++++ Record set ++++

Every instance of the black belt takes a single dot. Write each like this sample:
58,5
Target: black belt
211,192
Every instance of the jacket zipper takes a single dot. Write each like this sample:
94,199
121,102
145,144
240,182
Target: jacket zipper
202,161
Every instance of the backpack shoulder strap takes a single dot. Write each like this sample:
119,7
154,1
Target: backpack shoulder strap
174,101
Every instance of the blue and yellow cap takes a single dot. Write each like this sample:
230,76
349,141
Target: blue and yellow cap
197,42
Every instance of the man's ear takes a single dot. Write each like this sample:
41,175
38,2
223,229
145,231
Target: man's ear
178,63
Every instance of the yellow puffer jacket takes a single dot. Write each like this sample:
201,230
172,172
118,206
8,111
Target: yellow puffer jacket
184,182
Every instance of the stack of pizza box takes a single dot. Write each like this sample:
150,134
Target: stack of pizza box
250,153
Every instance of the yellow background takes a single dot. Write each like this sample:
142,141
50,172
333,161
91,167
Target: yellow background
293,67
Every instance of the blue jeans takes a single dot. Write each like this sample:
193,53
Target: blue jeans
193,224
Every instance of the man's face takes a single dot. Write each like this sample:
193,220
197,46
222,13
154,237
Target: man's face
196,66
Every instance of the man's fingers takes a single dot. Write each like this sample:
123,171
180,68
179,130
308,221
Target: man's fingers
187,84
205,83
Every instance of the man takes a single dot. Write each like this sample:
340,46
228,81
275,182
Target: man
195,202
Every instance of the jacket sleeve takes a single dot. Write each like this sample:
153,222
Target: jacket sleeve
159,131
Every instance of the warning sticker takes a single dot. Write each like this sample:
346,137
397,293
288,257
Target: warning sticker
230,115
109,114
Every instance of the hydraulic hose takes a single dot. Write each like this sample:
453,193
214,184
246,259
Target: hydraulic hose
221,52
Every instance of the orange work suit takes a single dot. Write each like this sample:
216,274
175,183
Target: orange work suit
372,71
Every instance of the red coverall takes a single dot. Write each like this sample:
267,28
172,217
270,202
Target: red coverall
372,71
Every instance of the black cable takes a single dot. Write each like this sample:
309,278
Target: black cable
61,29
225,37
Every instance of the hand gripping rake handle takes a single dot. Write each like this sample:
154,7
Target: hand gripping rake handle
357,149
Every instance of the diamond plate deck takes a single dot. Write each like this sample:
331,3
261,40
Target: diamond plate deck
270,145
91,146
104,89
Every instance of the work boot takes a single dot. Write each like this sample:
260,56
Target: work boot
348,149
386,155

++++
++++ Record set ++++

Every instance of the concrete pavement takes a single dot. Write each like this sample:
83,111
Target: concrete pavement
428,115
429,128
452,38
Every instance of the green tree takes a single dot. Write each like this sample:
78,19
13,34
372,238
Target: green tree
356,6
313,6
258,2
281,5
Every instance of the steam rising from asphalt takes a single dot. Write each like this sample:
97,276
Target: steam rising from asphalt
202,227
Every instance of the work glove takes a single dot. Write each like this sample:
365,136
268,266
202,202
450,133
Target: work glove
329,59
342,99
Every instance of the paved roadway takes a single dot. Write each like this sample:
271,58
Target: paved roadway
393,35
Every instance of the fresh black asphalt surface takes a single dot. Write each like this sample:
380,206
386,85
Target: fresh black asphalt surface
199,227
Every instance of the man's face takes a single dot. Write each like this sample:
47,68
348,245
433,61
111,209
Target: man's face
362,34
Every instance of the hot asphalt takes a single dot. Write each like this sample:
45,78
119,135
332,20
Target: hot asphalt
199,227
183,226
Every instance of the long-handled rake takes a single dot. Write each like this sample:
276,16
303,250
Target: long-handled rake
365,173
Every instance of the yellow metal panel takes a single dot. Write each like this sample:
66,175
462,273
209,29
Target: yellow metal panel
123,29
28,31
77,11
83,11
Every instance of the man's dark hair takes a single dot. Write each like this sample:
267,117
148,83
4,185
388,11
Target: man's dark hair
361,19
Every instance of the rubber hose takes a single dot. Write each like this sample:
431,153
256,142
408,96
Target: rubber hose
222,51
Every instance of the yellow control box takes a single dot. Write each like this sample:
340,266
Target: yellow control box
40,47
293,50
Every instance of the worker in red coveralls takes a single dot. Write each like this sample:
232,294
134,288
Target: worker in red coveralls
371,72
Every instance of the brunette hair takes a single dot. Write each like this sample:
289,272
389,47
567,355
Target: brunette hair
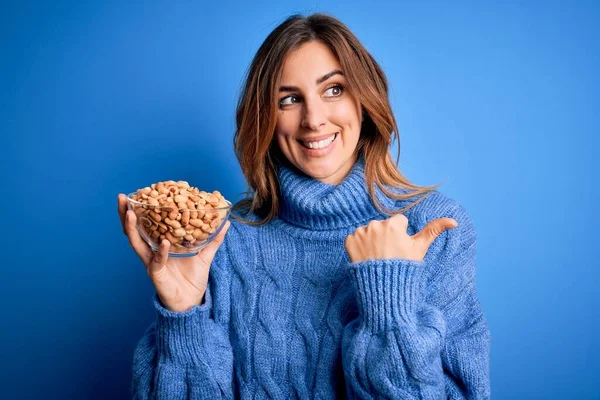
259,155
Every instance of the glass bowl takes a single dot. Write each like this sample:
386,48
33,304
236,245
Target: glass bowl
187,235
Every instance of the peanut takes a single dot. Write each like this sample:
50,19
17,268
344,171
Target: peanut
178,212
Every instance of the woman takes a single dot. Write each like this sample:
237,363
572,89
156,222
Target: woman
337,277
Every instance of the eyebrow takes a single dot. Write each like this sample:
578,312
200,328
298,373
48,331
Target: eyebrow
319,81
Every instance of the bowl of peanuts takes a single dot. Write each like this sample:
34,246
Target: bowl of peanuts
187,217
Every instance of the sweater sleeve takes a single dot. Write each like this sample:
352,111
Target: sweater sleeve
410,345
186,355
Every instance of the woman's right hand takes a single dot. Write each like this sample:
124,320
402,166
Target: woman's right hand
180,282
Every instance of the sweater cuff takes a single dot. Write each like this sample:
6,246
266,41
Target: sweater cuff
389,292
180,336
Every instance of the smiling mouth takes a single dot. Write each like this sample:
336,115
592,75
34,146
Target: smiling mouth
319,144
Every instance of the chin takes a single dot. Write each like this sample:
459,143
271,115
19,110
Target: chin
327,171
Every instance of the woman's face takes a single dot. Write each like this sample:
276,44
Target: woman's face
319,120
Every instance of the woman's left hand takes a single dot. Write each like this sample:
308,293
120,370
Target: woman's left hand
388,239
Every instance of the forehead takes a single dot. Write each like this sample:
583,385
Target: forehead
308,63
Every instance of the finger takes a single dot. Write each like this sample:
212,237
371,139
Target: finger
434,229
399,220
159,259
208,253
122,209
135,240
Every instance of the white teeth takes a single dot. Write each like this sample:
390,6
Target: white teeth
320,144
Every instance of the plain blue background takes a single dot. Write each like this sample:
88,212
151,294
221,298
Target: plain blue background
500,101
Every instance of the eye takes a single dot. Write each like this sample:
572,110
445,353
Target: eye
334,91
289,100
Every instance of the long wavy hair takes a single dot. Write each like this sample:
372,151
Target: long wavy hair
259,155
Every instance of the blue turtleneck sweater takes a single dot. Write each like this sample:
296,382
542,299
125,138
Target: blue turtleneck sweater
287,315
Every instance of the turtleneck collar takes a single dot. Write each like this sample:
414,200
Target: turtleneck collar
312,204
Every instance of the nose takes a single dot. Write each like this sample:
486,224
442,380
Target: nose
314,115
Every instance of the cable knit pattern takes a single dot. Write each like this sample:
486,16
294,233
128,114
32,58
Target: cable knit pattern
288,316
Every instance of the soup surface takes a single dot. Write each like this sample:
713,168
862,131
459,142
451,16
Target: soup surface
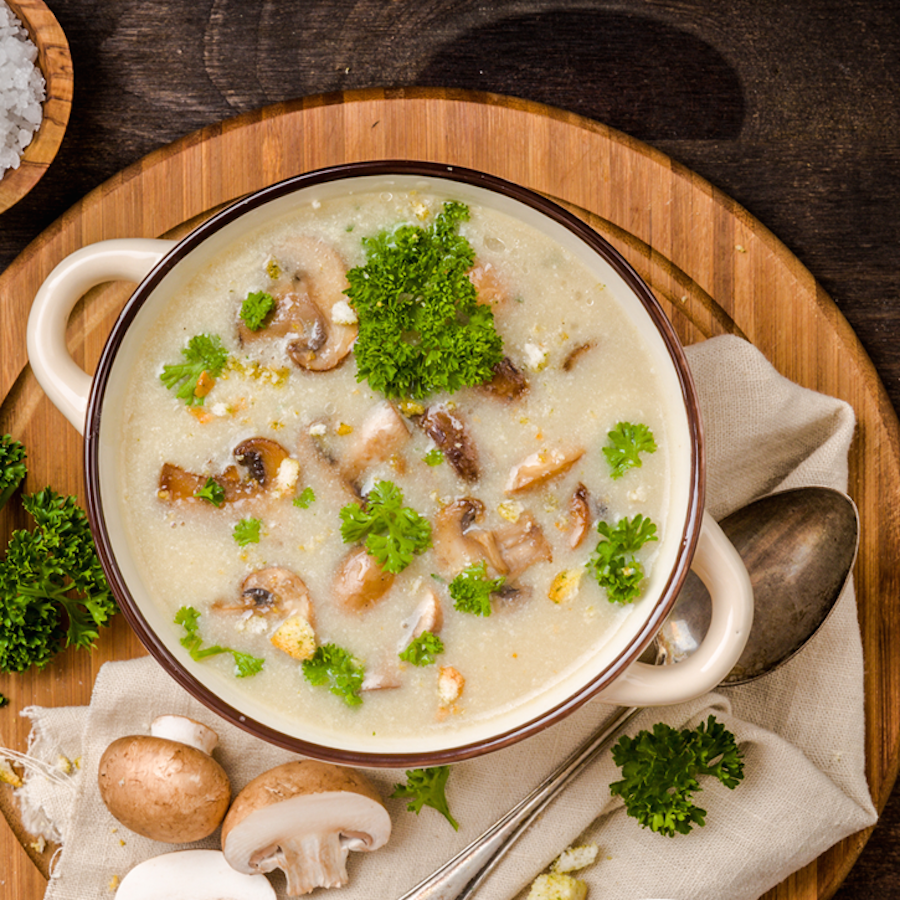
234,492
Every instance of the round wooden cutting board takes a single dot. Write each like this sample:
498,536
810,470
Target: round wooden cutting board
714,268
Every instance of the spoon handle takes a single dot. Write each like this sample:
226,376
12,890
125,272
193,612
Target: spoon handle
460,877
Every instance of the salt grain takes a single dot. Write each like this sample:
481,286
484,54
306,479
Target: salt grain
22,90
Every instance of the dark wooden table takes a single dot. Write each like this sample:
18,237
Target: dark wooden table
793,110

++++
++++ Record set ++++

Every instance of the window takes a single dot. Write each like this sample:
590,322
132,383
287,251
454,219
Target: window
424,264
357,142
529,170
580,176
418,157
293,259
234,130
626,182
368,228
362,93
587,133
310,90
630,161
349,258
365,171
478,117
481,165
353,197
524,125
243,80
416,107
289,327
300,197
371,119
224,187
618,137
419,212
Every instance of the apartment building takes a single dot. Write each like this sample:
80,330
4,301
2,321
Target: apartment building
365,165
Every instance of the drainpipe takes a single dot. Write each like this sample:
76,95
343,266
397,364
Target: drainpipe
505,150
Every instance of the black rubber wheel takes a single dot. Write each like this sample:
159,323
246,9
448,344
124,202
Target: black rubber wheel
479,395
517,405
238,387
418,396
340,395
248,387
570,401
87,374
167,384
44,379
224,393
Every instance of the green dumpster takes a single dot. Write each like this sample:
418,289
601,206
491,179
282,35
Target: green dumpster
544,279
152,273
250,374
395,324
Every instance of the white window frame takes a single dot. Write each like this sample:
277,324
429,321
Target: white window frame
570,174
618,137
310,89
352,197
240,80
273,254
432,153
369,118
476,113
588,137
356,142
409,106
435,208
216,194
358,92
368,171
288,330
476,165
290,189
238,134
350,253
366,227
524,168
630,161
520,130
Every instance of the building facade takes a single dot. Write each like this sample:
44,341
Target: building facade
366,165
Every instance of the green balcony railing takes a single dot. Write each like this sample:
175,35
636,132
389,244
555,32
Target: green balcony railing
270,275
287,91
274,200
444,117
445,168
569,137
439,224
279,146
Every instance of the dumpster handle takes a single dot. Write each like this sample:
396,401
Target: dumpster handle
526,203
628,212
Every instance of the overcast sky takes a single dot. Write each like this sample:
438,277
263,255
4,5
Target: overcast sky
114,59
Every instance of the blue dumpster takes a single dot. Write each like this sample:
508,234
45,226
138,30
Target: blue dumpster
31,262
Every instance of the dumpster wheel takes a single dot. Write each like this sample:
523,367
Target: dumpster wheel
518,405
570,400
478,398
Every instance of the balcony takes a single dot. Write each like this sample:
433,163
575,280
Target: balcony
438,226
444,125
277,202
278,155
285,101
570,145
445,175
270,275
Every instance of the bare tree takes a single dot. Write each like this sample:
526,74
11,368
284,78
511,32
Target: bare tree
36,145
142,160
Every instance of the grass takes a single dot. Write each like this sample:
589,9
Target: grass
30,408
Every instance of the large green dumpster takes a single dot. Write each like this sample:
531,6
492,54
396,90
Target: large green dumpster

++++

Work to do → Which lines of the data contain the string "diamond"? Pull out each of them in full, matching case exactly.

Solution to the problem →
Every instance of the diamond plate deck takes a single dot. Write each like this sample:
Target: diamond plate deck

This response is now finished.